On Tue, 17 Aug 1999, Michael Gersten wrote:
> Lets face it: We want Linux, and the graphic console system, to
> run equally well on 1-4 MB cards on 386/486 systems, or 56 MB cards
> on P2's and P3's with 32-128 MB of memory, right?

I for one don't buy the "56M card" rational for killing VC switching
while in graphics mode.  Most apps won't use nearly that much of
the card's RAM.  In fact, a 56M card whose driver could protect it's 
memory area would allow us to stow away several VC's worth of fb
data *in video RAM* simultaneously; perhaps even to allow drawing
by several apps on their fb data whether or not their VC is 
focused.  Maybe even eventually allowing card<->disk DMA transfer
directly into the swap partition as needed -- who knows.

The only rational I see for it, and this one I *do* buy, is 
that switching makes things complicated and it's better to
get everything else (drivers, KGI, extensions) up to speed,
and get any concessions we can out of Linus to make fbcon 
useful, one by painful one, before tackling the vc-switching 
issue.

> Isn't it safe to assume that if someone puts a 56 MB video card
> into a machine, that that machine isn't a tiny underpowered box?

Nope :).  

But, you have good arguments in favor of a sane vc-switching system.
They seem to reinforce the point that the graphics card needs
to be viewed as a resource server, serving up frames, sprites, 
textures, and whatnot, and not seen as a single resource; except for 
the actual focus (of which there is only one per monitor attached 
to the card, so those are single resources.)

We should do the vc-switching system *right* even if it means
hacking it out entirely and putting it off for a while.
--------
### Given exercise
Answer these questions using the reply about VC switching:
(a) What card size does the writer reject as a rationale for killing VC switching while in graphics mode?
(b) What one-word reply does the writer give to the question of whether a machine holding a 56 MB video card can be assumed not to be a tiny underpowered box?
(c) As what does the writer say the graphics card needs to be viewed?
The records that come after this text are separate material with no connection to it.
--------
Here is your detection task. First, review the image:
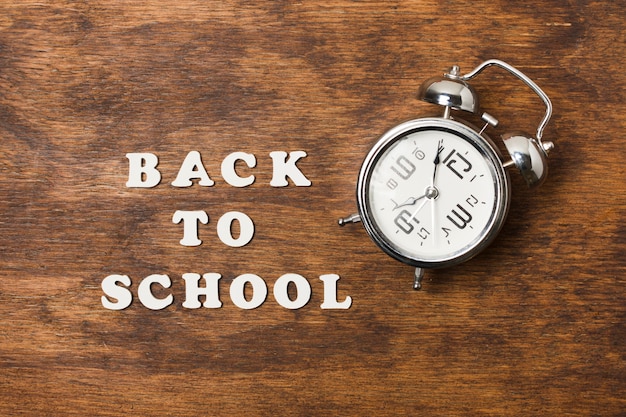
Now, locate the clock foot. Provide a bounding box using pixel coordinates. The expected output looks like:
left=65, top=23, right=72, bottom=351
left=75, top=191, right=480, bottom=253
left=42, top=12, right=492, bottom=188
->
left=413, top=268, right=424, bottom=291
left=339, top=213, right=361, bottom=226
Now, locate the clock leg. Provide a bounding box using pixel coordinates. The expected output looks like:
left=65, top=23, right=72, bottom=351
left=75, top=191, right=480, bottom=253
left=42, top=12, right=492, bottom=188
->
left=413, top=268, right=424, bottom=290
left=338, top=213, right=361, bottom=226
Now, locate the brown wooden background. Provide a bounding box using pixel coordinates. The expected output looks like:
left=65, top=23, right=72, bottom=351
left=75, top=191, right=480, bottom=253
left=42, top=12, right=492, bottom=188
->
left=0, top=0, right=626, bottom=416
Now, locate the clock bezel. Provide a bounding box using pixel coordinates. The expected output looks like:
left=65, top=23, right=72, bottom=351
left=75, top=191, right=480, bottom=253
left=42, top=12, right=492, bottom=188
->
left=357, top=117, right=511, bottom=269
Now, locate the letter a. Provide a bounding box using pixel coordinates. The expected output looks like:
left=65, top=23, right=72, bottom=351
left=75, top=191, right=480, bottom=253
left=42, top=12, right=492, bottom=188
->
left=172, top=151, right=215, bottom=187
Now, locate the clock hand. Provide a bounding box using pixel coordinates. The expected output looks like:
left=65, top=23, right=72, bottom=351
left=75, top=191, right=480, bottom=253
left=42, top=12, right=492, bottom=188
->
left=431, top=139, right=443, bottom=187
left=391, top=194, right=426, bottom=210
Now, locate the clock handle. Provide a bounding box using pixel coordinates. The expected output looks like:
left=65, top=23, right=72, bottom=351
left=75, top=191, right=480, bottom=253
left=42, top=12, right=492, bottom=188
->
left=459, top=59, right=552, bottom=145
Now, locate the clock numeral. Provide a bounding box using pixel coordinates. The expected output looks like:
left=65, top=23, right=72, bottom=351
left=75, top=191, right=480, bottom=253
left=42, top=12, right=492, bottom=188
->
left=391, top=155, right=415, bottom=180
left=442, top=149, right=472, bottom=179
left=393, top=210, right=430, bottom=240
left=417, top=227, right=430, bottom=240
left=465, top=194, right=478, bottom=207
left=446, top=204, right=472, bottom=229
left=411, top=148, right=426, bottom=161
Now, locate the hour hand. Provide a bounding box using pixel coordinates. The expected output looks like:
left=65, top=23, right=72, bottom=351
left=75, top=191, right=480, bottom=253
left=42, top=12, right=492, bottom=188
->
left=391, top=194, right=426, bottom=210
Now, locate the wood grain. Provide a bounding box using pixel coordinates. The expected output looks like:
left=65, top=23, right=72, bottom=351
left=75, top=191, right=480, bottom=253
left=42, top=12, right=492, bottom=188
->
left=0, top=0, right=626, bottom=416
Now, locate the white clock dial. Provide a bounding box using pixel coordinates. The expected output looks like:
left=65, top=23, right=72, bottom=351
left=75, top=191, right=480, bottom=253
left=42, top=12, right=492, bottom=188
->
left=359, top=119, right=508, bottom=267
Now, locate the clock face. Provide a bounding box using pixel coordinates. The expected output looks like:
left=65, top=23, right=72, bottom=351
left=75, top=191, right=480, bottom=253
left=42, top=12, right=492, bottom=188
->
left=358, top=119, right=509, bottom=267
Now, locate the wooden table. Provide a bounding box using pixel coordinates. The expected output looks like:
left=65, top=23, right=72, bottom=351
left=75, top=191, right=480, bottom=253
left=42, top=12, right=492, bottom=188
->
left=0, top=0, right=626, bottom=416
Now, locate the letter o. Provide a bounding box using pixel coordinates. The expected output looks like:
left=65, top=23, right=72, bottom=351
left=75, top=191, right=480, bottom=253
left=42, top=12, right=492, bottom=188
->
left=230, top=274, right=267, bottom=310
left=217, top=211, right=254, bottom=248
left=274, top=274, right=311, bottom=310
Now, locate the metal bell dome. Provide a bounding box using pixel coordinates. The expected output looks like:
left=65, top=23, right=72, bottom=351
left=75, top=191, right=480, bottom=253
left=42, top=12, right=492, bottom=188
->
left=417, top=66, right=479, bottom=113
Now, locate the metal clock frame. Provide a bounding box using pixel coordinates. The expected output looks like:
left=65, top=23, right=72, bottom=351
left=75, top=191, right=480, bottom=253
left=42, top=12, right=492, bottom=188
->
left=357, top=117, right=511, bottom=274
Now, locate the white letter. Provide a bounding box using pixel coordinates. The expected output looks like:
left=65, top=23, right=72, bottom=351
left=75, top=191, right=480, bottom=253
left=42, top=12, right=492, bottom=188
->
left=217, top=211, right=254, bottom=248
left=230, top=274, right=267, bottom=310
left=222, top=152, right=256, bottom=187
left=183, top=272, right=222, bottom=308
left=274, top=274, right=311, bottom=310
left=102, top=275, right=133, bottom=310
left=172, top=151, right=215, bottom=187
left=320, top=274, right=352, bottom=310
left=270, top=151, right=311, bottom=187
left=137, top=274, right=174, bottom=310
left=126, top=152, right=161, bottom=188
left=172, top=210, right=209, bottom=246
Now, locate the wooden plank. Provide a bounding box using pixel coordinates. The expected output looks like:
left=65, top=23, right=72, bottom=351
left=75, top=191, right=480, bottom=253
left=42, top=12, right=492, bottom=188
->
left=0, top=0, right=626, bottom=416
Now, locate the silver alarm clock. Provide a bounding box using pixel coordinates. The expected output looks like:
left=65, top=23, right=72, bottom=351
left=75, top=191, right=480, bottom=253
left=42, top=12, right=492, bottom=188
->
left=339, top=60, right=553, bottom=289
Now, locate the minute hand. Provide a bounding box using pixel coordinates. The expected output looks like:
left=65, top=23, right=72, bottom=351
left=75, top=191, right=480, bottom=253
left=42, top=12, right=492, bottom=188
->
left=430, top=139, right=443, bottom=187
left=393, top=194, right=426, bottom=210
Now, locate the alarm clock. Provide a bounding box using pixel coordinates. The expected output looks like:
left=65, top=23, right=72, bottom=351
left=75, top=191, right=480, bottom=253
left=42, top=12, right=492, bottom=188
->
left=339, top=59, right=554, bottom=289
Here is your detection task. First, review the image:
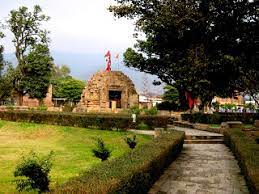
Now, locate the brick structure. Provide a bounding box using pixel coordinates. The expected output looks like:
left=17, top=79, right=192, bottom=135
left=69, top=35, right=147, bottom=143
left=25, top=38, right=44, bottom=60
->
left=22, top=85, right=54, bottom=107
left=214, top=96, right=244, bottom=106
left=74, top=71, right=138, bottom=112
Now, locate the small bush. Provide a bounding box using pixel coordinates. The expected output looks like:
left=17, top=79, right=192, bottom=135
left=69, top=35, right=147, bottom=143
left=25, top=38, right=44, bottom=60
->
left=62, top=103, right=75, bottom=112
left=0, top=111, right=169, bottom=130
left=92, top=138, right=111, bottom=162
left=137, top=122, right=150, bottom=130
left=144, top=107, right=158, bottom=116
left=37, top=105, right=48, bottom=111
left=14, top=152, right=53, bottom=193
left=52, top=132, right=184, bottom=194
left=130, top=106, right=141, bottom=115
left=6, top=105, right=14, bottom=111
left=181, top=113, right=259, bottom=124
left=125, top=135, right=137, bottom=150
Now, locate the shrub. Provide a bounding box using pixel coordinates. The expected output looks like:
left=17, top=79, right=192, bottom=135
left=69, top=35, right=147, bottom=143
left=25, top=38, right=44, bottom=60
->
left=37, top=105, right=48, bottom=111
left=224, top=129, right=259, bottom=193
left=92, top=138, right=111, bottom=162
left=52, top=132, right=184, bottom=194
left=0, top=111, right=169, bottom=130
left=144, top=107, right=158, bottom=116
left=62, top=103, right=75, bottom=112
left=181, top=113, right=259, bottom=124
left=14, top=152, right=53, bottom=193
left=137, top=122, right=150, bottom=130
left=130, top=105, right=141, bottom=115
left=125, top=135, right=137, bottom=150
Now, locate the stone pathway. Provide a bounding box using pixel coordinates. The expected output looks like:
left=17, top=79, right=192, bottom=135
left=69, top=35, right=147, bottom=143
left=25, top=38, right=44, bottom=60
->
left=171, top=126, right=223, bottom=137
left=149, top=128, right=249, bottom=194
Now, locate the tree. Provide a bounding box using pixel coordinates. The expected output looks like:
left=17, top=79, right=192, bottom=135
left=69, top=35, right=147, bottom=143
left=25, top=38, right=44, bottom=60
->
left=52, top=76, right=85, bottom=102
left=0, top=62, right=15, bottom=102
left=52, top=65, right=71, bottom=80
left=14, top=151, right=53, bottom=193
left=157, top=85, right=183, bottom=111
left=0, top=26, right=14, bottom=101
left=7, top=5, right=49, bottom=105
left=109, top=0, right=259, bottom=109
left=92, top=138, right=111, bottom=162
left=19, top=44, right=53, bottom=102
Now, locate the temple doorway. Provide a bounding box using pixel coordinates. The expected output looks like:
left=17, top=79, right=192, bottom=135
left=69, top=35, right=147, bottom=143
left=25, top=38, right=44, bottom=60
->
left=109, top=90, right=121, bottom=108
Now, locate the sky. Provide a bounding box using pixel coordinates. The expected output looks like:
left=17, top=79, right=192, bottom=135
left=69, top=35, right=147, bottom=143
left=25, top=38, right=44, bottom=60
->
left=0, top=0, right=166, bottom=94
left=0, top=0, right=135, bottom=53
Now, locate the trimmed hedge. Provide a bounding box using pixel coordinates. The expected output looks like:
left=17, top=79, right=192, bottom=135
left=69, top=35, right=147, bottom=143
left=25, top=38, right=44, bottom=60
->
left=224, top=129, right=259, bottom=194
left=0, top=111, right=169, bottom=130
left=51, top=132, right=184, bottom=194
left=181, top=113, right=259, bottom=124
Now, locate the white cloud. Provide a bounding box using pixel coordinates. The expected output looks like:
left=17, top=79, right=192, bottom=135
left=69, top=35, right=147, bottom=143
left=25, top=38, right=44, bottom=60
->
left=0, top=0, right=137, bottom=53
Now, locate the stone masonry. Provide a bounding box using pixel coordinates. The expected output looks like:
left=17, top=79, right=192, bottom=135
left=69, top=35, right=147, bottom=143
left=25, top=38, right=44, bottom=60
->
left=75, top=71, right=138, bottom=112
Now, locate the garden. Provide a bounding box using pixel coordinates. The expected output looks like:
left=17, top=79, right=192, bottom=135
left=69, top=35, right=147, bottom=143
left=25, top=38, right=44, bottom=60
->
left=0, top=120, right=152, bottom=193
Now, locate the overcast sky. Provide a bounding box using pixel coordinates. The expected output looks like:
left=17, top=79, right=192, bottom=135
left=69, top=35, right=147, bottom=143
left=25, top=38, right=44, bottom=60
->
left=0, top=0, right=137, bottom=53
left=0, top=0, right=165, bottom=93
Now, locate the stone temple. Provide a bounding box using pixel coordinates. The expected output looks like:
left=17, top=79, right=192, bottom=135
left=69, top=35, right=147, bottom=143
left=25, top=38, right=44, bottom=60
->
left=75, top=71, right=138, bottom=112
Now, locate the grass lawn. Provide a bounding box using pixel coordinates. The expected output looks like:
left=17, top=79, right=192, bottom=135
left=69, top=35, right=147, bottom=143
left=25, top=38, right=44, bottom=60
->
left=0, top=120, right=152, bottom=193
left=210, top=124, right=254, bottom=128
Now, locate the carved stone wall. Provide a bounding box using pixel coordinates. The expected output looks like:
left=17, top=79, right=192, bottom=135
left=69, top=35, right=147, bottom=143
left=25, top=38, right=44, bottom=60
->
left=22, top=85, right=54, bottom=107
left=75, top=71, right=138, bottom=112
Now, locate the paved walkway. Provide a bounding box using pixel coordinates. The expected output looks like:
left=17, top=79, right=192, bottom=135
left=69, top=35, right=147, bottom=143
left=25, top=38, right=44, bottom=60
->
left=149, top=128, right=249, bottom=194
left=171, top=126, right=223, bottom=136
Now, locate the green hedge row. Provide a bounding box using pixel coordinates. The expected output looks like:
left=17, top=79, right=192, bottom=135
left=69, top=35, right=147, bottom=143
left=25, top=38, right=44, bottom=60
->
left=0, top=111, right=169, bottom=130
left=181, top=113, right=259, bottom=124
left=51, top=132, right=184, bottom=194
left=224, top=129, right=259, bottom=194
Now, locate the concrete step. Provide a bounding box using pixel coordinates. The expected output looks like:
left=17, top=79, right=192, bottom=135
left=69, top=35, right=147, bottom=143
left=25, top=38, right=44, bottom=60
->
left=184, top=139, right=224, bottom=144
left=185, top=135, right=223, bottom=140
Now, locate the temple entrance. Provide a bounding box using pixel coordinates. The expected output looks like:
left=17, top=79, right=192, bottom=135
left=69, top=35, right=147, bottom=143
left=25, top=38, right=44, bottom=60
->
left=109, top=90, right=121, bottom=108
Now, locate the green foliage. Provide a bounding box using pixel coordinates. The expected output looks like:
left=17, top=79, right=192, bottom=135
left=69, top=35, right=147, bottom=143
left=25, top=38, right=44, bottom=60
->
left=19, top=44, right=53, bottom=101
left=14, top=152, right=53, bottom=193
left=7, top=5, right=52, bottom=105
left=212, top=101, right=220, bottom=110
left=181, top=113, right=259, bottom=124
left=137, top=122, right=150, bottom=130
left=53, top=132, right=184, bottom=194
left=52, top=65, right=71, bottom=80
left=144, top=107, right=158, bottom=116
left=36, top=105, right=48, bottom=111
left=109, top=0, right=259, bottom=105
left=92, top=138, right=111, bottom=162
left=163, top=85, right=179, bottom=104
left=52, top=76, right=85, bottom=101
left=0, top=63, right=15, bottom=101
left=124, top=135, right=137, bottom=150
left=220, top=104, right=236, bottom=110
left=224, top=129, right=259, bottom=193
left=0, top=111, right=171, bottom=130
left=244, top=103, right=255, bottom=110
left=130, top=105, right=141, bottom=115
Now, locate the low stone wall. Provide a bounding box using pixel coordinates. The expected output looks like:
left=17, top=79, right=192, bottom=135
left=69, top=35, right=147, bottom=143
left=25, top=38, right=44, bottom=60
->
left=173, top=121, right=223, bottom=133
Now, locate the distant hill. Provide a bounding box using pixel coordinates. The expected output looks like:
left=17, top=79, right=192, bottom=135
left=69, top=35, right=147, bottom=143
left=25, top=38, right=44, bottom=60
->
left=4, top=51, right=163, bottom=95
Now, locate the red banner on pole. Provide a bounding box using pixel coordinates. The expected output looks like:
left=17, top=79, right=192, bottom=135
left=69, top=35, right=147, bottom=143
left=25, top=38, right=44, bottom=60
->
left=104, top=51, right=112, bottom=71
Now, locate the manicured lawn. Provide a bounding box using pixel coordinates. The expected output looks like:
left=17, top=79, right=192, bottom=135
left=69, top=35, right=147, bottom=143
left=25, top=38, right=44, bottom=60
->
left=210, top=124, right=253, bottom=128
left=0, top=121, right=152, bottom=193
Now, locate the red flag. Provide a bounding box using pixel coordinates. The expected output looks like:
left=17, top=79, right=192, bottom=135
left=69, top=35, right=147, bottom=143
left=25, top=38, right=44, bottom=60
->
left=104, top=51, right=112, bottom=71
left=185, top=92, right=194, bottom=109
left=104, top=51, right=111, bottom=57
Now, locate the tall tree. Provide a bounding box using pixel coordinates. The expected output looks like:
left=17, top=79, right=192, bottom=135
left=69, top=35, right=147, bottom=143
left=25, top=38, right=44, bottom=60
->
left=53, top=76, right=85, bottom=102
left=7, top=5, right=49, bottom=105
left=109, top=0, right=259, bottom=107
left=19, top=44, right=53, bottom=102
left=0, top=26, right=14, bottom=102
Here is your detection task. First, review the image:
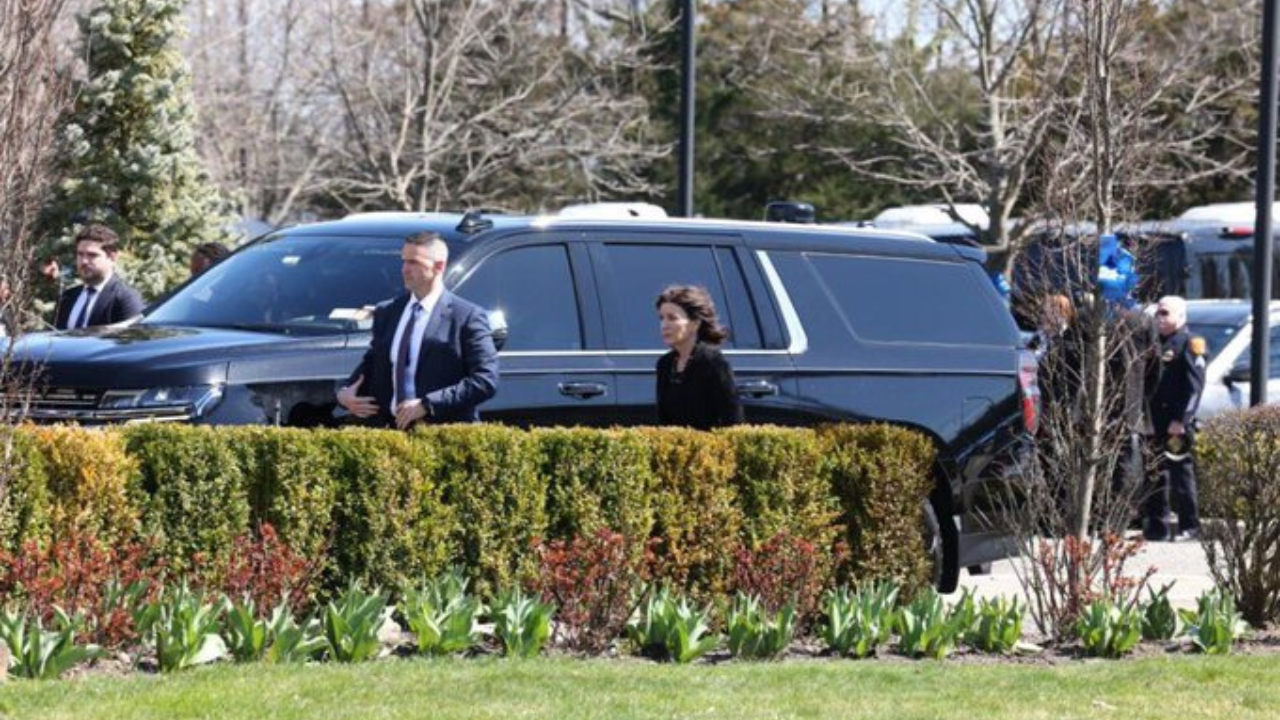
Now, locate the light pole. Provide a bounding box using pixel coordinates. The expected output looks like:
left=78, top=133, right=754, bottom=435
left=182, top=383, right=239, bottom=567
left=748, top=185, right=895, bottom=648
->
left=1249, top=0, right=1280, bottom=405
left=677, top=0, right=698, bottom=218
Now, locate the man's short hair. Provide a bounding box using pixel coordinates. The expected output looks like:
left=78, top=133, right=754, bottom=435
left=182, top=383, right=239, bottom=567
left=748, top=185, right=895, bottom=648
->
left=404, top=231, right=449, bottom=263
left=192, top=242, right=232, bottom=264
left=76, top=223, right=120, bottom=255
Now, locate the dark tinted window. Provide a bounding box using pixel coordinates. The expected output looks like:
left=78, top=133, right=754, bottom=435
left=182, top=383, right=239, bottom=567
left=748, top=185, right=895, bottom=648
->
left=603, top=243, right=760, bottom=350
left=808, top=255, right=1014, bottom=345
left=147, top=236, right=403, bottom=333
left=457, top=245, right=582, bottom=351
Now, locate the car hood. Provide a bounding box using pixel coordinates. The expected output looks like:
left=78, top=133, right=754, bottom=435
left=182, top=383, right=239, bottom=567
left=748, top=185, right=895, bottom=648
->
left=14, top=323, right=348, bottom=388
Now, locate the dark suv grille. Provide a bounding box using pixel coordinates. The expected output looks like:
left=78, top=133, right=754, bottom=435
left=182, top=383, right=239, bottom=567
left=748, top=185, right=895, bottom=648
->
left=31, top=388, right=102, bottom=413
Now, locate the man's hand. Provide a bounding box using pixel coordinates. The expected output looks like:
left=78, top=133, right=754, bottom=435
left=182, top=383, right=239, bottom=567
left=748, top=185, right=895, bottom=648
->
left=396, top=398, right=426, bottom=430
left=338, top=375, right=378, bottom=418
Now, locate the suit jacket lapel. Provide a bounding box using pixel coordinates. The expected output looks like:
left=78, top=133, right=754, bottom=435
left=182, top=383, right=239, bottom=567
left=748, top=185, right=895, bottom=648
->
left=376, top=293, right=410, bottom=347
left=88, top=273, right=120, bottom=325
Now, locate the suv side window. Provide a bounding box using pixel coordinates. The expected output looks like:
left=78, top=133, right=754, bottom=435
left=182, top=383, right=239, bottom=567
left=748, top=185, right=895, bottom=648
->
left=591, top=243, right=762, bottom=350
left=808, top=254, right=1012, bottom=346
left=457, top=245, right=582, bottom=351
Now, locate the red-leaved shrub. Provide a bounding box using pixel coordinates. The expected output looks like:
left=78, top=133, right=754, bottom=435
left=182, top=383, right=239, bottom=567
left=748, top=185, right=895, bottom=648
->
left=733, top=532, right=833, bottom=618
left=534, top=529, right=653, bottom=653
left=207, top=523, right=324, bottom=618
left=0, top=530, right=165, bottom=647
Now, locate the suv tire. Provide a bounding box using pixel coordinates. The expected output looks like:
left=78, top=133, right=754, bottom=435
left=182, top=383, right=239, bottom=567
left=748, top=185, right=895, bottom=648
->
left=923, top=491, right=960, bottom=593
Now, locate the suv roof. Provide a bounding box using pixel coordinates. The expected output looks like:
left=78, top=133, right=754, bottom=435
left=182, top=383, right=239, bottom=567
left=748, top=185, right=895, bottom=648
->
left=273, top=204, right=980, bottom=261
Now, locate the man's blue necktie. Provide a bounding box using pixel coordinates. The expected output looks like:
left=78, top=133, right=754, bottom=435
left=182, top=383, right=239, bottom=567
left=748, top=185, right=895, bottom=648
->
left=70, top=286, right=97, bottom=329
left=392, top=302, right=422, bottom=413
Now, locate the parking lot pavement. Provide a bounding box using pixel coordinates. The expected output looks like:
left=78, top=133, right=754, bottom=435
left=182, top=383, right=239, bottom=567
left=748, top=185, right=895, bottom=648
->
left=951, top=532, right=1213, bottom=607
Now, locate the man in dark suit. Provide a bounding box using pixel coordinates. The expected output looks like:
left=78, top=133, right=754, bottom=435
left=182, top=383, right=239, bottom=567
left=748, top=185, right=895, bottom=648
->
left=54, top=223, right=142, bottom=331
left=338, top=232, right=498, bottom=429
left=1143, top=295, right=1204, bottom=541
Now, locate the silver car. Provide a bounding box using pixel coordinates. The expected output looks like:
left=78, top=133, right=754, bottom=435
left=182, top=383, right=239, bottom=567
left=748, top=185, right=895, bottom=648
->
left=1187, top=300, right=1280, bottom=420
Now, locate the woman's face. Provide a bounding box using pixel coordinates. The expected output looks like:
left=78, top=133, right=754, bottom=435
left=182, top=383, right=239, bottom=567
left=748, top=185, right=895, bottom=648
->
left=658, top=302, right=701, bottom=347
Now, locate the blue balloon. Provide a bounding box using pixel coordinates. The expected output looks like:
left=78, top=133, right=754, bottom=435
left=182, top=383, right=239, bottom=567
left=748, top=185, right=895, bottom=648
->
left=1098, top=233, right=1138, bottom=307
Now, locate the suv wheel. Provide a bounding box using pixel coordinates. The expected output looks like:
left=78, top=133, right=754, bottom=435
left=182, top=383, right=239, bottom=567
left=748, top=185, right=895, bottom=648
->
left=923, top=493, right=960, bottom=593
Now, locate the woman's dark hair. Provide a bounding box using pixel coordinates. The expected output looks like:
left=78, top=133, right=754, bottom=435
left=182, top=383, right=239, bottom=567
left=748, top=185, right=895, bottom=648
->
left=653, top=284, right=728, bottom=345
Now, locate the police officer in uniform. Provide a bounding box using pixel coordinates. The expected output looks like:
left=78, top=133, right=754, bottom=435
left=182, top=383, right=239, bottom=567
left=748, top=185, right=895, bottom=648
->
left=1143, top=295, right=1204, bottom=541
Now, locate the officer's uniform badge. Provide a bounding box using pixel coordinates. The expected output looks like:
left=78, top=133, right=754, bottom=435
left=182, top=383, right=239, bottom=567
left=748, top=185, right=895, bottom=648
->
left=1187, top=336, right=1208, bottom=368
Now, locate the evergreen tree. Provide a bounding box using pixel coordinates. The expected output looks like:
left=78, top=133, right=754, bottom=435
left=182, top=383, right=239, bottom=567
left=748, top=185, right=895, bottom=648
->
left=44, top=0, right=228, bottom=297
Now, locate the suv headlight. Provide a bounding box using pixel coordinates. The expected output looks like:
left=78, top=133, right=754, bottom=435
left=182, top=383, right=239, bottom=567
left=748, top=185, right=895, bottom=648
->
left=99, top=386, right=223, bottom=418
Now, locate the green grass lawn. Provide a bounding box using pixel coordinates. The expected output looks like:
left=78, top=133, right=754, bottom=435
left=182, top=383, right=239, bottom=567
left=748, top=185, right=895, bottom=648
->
--------
### The solution
(a) The "56M card."
(b) "Nope."
(c) As a resource server, serving up frames, sprites, textures, and whatnot, rather than as a single resource.